» WHAT YOU HAVE TO DO: Reproduce the listing below line for line, without any change, but omit the pictures from what you write.

Image outline annotation entries:
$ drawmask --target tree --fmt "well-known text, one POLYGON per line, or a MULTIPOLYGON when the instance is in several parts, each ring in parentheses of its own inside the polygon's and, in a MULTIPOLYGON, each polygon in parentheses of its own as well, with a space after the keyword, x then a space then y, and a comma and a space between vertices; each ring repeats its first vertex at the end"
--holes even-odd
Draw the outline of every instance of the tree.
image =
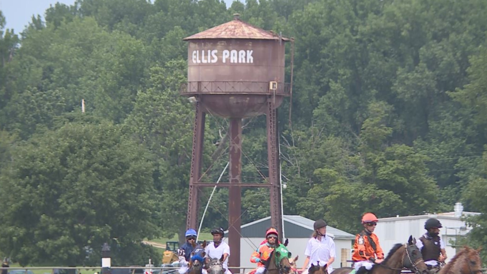
POLYGON ((21 265, 94 264, 106 241, 118 248, 114 263, 133 264, 123 259, 137 257, 131 247, 157 234, 153 165, 120 126, 67 124, 11 155, 0 181, 9 205, 0 213, 0 245, 21 265))

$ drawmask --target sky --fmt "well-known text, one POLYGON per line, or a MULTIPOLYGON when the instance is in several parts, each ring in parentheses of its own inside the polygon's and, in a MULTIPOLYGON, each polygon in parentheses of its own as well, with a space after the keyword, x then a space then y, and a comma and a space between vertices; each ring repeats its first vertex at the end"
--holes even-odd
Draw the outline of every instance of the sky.
MULTIPOLYGON (((233 0, 224 0, 227 7, 233 2, 233 0)), ((71 5, 75 0, 0 0, 0 10, 7 21, 5 28, 14 29, 16 33, 22 32, 33 15, 40 15, 43 20, 44 12, 50 5, 54 6, 57 2, 71 5)))

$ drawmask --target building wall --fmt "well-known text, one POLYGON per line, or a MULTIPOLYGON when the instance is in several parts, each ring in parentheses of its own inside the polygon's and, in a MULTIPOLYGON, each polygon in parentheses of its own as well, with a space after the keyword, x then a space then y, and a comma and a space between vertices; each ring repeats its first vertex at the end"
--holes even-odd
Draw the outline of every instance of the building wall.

» SOLUTION BELOW:
$ drawmask --target tree --fmt "well-known text, one POLYGON per line, or a MULTIPOLYGON when the instance is in several parts, each ring in parentheses of its own inside the polygon's and, in a MULTIPOLYGON, each polygon in parentheses of its own as well, with a space after the keyword, x then a space then y, and a comma and a space between vertices; each ring repeats its first vertex at the end"
--holes even-odd
Draw the outline of every instance of the tree.
image =
POLYGON ((21 265, 94 264, 106 241, 118 248, 114 263, 133 264, 123 259, 137 257, 131 247, 157 234, 153 165, 120 126, 67 124, 11 155, 0 181, 9 205, 0 213, 0 245, 21 265))

$ drawmask --target sky --fmt "well-known text, one POLYGON per line, or a MULTIPOLYGON when the instance is in several parts, each ring in parentheses of its own inside the polygon's and, in a MULTIPOLYGON, each polygon in parentheses of its own as well, with a space after the keyword, x then a space then y, and a comma and a space between vertices; each ring repeats its first vertex at the end"
--holes even-odd
Draw the outline of every instance of the sky.
MULTIPOLYGON (((233 0, 224 0, 227 7, 233 2, 233 0)), ((71 5, 75 0, 0 0, 0 10, 7 21, 5 28, 14 29, 16 33, 22 32, 33 15, 40 15, 43 20, 44 12, 50 5, 54 6, 57 2, 71 5)))

$ drawmask --target building wall --fmt "well-known text, one POLYGON per line, or a MULTIPOLYGON when the instance is in several parts, each ring in parentheses of its own inside the polygon's and, in a MULTIPOLYGON, each polygon in parentheses of its own as well, with a space after the keyword, x then a space then y, and a comma and a space between vertices; each ring repeats its first vertex at the end"
--holes even-odd
Draw the outline of every instance of the building wall.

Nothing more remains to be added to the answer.